Excerpts from a pointing dataset:
(begin)

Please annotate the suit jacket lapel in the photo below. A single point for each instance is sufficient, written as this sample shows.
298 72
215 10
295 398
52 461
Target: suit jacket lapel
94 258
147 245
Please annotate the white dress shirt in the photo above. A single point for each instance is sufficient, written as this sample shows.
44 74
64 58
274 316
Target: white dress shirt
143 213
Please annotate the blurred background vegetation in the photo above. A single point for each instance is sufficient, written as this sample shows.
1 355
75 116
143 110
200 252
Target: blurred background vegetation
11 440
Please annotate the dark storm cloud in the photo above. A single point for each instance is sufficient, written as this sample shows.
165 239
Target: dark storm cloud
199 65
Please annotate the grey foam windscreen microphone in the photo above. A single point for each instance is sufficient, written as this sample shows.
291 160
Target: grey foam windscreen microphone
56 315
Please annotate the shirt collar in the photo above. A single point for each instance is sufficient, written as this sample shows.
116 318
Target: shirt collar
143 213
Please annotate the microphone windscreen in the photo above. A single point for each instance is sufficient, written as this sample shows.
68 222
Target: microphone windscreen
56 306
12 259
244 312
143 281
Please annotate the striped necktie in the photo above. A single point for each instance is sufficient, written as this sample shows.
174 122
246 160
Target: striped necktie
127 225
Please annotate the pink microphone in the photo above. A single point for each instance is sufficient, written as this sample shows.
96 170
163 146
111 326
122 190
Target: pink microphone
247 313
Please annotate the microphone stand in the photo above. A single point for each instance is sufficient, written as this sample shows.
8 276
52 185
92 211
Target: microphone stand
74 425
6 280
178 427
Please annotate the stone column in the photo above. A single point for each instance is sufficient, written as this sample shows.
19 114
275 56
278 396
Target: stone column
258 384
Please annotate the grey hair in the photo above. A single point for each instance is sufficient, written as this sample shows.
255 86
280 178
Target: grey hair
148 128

(end)

> [Task description]: Can you format the material from the line containing "Please annotate the microphone stand" through the end of the material as a Markdown table, with a "Row" column for the row number and a "Line" column for each line, leaving out blank lines?

> [Finished exercise]:
| Row | Line |
|---|---|
| 1 | Please annotate the microphone stand in the photo above. A single point for each instance is sufficient, written as this sample shows. |
| 2 | 8 276 |
| 3 | 52 185 |
| 4 | 92 211 |
| 5 | Target: microphone stand |
| 6 | 74 425 |
| 7 | 6 280 |
| 8 | 178 427 |
| 9 | Please annotate the stone column in the photo above. A single point for each instance is sufficient, written as this sample shows. |
| 10 | 19 114 |
| 11 | 275 56 |
| 12 | 278 396 |
| 13 | Target: stone column |
| 14 | 258 384 |
| 15 | Please annotate the grey hair in the photo above. A single point for each instance is sufficient, written as this sample shows. |
| 16 | 255 86 |
| 17 | 280 178 |
| 18 | Target: grey hair |
| 19 | 148 128 |